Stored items
⟨
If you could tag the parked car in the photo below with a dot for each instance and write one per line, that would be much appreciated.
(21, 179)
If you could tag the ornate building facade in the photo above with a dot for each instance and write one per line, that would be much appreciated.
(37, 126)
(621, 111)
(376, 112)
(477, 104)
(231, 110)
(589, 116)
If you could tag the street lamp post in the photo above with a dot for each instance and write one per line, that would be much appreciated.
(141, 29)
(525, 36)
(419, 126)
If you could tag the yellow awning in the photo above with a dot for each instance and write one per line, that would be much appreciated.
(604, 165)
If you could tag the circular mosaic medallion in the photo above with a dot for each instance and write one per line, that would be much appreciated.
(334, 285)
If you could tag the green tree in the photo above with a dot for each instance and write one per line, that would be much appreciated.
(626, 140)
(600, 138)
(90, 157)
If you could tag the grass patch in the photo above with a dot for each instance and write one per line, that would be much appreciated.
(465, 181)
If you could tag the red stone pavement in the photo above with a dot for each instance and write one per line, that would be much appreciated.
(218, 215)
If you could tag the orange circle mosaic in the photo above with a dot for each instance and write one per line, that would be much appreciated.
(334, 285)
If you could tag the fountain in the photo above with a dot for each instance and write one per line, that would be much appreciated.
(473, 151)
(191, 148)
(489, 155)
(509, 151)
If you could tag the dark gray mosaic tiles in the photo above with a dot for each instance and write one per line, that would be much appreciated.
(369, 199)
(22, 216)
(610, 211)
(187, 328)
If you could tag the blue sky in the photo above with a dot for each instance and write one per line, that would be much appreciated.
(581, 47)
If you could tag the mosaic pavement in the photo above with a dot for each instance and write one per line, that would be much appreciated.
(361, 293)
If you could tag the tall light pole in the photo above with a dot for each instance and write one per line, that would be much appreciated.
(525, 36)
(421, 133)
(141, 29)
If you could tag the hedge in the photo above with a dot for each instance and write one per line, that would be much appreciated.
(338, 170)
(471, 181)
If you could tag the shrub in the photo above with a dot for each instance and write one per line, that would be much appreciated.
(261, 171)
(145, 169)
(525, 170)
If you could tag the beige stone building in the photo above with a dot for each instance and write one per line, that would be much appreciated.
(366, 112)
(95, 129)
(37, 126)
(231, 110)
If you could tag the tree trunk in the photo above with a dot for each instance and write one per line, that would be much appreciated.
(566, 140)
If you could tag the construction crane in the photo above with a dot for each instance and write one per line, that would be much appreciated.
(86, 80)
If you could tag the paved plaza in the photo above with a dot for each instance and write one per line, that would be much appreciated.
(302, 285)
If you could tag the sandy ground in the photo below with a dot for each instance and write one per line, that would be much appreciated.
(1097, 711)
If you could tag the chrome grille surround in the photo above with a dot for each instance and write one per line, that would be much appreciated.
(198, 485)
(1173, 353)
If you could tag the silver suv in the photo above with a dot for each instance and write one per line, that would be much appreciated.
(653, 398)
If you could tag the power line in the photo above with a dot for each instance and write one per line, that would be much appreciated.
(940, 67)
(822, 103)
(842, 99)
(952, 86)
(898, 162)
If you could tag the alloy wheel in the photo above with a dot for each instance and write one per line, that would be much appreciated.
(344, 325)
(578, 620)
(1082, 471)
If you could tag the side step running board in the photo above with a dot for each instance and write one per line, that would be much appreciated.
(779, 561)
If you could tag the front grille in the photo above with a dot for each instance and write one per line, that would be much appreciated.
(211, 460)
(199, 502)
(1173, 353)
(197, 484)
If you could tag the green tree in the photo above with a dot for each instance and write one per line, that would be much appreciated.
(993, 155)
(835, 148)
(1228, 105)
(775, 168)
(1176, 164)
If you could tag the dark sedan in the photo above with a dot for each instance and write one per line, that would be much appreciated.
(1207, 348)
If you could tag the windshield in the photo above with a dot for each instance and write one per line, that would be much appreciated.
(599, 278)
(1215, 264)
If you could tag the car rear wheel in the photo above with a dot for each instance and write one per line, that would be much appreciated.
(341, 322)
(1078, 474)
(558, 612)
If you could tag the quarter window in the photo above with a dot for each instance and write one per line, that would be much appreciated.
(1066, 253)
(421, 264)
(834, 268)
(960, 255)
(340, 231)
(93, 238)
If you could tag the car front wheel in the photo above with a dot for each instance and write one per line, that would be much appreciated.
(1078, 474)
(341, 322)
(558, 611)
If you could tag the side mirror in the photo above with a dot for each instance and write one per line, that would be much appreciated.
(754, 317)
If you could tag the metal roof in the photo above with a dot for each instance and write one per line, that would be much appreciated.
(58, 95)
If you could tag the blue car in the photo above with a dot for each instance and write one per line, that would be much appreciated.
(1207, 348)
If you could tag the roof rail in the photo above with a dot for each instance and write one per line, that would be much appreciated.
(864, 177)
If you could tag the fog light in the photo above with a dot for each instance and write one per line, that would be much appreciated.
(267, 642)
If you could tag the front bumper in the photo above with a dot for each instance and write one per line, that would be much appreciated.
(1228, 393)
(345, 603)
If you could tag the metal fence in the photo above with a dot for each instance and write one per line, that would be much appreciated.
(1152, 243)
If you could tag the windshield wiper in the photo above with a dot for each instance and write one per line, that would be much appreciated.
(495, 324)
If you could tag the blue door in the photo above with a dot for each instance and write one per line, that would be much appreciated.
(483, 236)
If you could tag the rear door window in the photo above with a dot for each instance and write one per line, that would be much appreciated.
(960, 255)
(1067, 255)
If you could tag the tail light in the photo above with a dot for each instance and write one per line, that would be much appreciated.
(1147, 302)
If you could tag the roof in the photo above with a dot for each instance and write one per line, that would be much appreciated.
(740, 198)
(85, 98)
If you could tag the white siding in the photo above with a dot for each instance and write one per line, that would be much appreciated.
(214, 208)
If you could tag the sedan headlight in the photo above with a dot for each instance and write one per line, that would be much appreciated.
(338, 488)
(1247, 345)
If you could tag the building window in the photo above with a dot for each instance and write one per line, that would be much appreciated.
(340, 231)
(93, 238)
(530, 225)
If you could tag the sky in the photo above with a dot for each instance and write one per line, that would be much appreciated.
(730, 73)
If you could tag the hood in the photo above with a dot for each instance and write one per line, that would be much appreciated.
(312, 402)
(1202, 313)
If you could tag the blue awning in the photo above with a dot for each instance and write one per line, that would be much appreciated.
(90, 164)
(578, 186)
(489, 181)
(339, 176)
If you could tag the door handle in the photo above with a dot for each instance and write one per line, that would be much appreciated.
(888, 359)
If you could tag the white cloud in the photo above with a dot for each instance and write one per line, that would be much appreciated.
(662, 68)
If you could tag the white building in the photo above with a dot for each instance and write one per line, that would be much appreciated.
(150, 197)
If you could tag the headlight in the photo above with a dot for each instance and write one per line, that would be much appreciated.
⟩
* Written request: Lay out every line of the entries above as a Markdown table with two columns, Row and Line. Number each row and leave out blank lines.

* Answer for the task:
| Row | Line |
|---|---|
| 1 | If you could tag the parked car in the photo below with a dot for each instance and write one per line, that would be much appreciated. |
| 2 | (21, 179) |
| 3 | If you could tag the ornate building facade in the photo above with a dot for each instance and write one per line, that would be much appreciated. |
| 4 | (37, 126) |
| 5 | (621, 111) |
| 6 | (376, 112) |
| 7 | (477, 104) |
| 8 | (231, 110) |
| 9 | (589, 116) |
| 10 | If you could tag the street lamp post in the photo above with a dot for each instance and write one per line, that would be much appreciated. |
| 11 | (141, 29) |
| 12 | (525, 36) |
| 13 | (419, 126) |
| 14 | If you could tag the yellow awning in the photo above with a dot for each instance and write one per line, that would be much appreciated. |
| 15 | (604, 165) |
| 16 | If you could tag the circular mosaic medallion in the photo above with a dot for each instance and write one per line, that would be much appreciated. |
| 17 | (334, 285) |
| 18 | If you could tag the green tree in the photo above with a dot for each instance and write one per line, that would be much appreciated. |
| 19 | (626, 140) |
| 20 | (600, 138) |
| 21 | (90, 157) |
| 22 | If you could tag the grass patch in the photo above with a dot for each instance and write one per line, that would be much appreciated. |
| 23 | (465, 181) |
| 24 | If you could tag the red stone pavement in the photo above with a dot for each instance and write one per line, that would be much appreciated. |
| 25 | (218, 215) |
| 26 | If you could tag the orange circle mosaic in the photo above with a dot for each instance and write one per line, that would be much appreciated. |
| 27 | (334, 285) |
| 28 | If you could tag the fountain in the photo above with a dot for each instance and write one per line, that would be much appreciated. |
| 29 | (473, 151) |
| 30 | (191, 148) |
| 31 | (489, 155) |
| 32 | (509, 151) |
| 33 | If you could tag the dark gray mosaic tiles in the photo above with a dot for each instance and write one per line, that would be much appreciated. |
| 34 | (369, 199) |
| 35 | (22, 216) |
| 36 | (610, 211) |
| 37 | (187, 328) |
| 38 | If you could tag the blue sky in the photo above with a dot for each instance and write one per line, that would be much appreciated. |
| 39 | (581, 47) |
| 40 | If you could tag the mosaic pavement in the photo above with a dot for each instance and write one per line, that would be much appreciated. |
| 41 | (361, 293) |
| 42 | If you could tag the tall light pole in the photo above with a dot for each instance and write one per line, that would be much appreciated. |
| 43 | (525, 36) |
| 44 | (421, 133) |
| 45 | (141, 29) |
| 46 | If you could tag the hedge in the photo above with a dot for each instance and write one per line, that would be much appreciated. |
| 47 | (338, 170) |
| 48 | (471, 181) |
| 49 | If you could tag the shrub in the photo above with a dot for each instance and write one per line, that would be much appreciated. |
| 50 | (261, 171) |
| 51 | (145, 169) |
| 52 | (525, 170) |
| 53 | If you could tag the beige stone building in the photo above with a dot for each instance and write one per line, that would be much appreciated. |
| 54 | (366, 112) |
| 55 | (95, 129) |
| 56 | (37, 126) |
| 57 | (231, 110) |
| 58 | If you could tag the tree trunk in the photo above with a dot for each instance and write one per line, that would be much appreciated. |
| 59 | (566, 140) |
| 60 | If you could tag the construction crane in the photo above with a dot for each instance and write one per line, that would be much appreciated. |
| 61 | (86, 80) |
| 62 | If you could tag the paved plaza in the photo above with a dot for each instance and write one per line, that would be much appreciated. |
| 63 | (302, 285) |
| 64 | If you could tag the sandy ground in the photo below with a dot for each instance and write one per line, that would be much appreciated. |
| 65 | (1097, 711) |
| 66 | If you could tag the chrome grille surround in the photo above with a dot for each instance and write one per line, that would be much appreciated. |
| 67 | (198, 485) |
| 68 | (1173, 353) |
| 69 | If you could tag the silver suv in the photo above with a dot for each instance and write one per line, that would be much appreciated. |
| 70 | (653, 398) |
| 71 | If you could tag the power line in the photo above with a dot for each instance and write one per line, that would be much appreciated. |
| 72 | (940, 67) |
| 73 | (822, 103) |
| 74 | (842, 99) |
| 75 | (952, 86) |
| 76 | (898, 162) |
| 77 | If you could tag the alloy wheel in the photo above with a dot for each instance and write one per line, that would be much appreciated. |
| 78 | (344, 325) |
| 79 | (578, 620) |
| 80 | (1082, 471) |
| 81 | If you could tag the side step running board in the photo above with a dot for each instance and write one per line, that would be much appreciated. |
| 82 | (779, 561) |
| 83 | If you could tag the front grille in the photo above with a dot for each instance and write one per line, that would be much appreciated. |
| 84 | (211, 460) |
| 85 | (199, 502) |
| 86 | (1173, 353) |
| 87 | (197, 484) |
| 88 | If you could tag the green tree in the photo above with a dot for each instance and write one per line, that would be much appreciated. |
| 89 | (993, 155) |
| 90 | (835, 148) |
| 91 | (1228, 105) |
| 92 | (775, 168) |
| 93 | (1176, 164) |
| 94 | If you could tag the dark sedan in the photo above with a dot for each instance and write one per line, that would be much appreciated. |
| 95 | (1207, 348) |
| 96 | If you could tag the windshield in the photo above with a dot for each instance and write one per line, that would be much appreciated. |
| 97 | (599, 278) |
| 98 | (1215, 264) |
| 99 | If you could tag the car rear wheel in the photo above with a dot for each instance and write one per line, that would be much appreciated. |
| 100 | (341, 322) |
| 101 | (1078, 474) |
| 102 | (558, 612) |
| 103 | If you could tag the quarter window in the photo above with a dot for each instance and write one per line, that would be much appreciated. |
| 104 | (1066, 253) |
| 105 | (421, 264) |
| 106 | (834, 268) |
| 107 | (960, 255) |
| 108 | (340, 231) |
| 109 | (93, 238) |
| 110 | If you could tag the car front wheel in the photo above with a dot for each instance and write one per line, that would be much appreciated. |
| 111 | (1078, 474) |
| 112 | (341, 322) |
| 113 | (558, 611) |
| 114 | If you could tag the side mirror in the photo above with a dot for each instance and write one per line, that would be much appreciated. |
| 115 | (754, 317) |
| 116 | If you could tag the metal roof in the photo above with a dot for each instance and write one per line, that would be much appreciated. |
| 117 | (58, 95) |
| 118 | If you could tag the blue car in the photo above with a dot for each instance and write one per line, that would be much appreciated. |
| 119 | (1207, 348) |
| 120 | If you could tag the roof rail in the photo above with a dot for each instance and write one per line, that would be much appreciated. |
| 121 | (864, 177) |
| 122 | If you could tag the fog light in the photo above with a dot for each instance and write one per line, that would be much appreciated. |
| 123 | (267, 642) |
| 124 | If you could tag the front bumper in the photo above with a dot for each instance and write one per line, that would be much appreciated. |
| 125 | (1228, 393) |
| 126 | (345, 603) |
| 127 | If you could tag the metal fence in the photo above with a dot for each instance and write one per line, that would be much appreciated. |
| 128 | (1152, 243) |
| 129 | If you could tag the windshield wiper in the photo above with a dot for each instance and write one per line, that would be much appreciated. |
| 130 | (495, 324) |
| 131 | If you could tag the blue door in the photo above with a dot for each instance and write one per line, that would be much appreciated. |
| 132 | (483, 236) |
| 133 | If you could tag the rear door window in the photo above with a dot for each instance and write one per line, that would be much appreciated. |
| 134 | (960, 255) |
| 135 | (1067, 255) |
| 136 | If you could tag the tail light in the photo above with a dot for each instance and write one per line, that would be much appreciated. |
| 137 | (1147, 302) |
| 138 | If you could tag the roof in the photo above with a dot for each instance and write one per line, that would be much appreciated. |
| 139 | (740, 198) |
| 140 | (85, 98) |
| 141 | If you could tag the white siding in the photo above with a dot for each instance and write one per line, that would be much appreciated. |
| 142 | (214, 208) |
| 143 | If you could tag the sedan headlight in the photo above with a dot for each instance and write one per line, that would be much appreciated. |
| 144 | (338, 488) |
| 145 | (1247, 345) |
| 146 | If you could tag the building window in the photo above with a dot for each instance and write one per line, that would be much appreciated. |
| 147 | (340, 231) |
| 148 | (93, 238) |
| 149 | (530, 225) |
| 150 | If you could tag the sky in the photo above with a dot for each instance and write one per line, that would be much appreciated. |
| 151 | (730, 73) |
| 152 | If you could tag the hood in the photo above with a dot for each instance and write one per line, that would be much appreciated. |
| 153 | (312, 402) |
| 154 | (1202, 313) |
| 155 | If you could tag the blue awning in the photo above with a dot for each instance and write one per line, that would be much appreciated. |
| 156 | (90, 164) |
| 157 | (578, 186) |
| 158 | (489, 181) |
| 159 | (339, 176) |
| 160 | If you could tag the door handle in the photo above with a dot for each instance and write one per line, that would be much appreciated. |
| 161 | (888, 359) |
| 162 | If you could tag the white cloud in the photo above with a dot for each instance and write one per line, that would be much appreciated. |
| 163 | (662, 68) |
| 164 | If you could tag the white building in the photo above with a dot for each instance and write one per line, that would be much appreciated. |
| 165 | (150, 197) |
| 166 | If you could tag the headlight in the photo above with a dot for each instance and write one per line, that would be much appreciated. |